Wherever the string "exactly" shows up in the records below, return that line.

■ Records contained in a dataset:
*** Begin section ***

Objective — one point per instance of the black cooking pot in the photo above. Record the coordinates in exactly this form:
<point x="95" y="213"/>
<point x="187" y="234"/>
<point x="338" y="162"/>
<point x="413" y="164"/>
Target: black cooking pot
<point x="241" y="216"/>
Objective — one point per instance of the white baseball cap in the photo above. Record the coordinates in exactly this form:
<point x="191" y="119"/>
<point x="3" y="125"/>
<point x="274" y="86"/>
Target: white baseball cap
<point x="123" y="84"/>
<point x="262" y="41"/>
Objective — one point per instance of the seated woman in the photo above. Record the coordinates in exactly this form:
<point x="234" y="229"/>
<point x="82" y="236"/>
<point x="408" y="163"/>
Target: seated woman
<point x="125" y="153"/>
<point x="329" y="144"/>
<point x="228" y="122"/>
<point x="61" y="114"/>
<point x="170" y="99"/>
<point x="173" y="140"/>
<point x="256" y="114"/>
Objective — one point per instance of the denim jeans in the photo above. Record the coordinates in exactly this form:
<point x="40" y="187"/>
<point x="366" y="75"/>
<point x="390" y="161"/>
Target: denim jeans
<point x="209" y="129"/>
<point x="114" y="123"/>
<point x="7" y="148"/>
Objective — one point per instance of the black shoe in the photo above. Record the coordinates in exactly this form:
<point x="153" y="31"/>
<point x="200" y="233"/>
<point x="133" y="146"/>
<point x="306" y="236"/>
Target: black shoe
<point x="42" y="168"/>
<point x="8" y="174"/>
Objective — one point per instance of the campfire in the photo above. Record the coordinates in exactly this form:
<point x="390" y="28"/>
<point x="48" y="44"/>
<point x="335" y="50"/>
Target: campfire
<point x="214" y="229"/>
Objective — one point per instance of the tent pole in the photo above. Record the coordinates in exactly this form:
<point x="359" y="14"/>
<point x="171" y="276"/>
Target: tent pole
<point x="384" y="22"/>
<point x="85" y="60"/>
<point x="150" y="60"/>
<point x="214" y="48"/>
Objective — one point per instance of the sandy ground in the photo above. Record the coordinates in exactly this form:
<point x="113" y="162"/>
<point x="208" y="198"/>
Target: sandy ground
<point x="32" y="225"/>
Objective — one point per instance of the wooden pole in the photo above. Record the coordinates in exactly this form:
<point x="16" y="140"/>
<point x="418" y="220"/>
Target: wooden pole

*** End section ***

■ Output below:
Objective — one point per instance of the black cooking pot in the photo above. Record the coordinates in exactly this form:
Objective — one point per instance of the white baseball cap in the photo above. Record the coordinates in exactly this form:
Objective — one point per instance of the seated woman in the photo above. Record the coordinates in exactly this form:
Objective — one point per instance of the denim jeans in the photo above. Record the coordinates in exactly this form:
Objective — one point per instance of the black shoe in the photo above. Record the coordinates in exactly this form:
Objective — one point per instance of the campfire in the photo above. Record the coordinates in exactly this form:
Objective — one point per instance of the tent pole in the photo above. Record the coordinates in exactly this form:
Objective — one point per instance of the sandy ground in the photo above. Record the coordinates in exactly this form:
Objective — one point per instance of the wooden pole in the photo above. Record the coordinates in exactly this form:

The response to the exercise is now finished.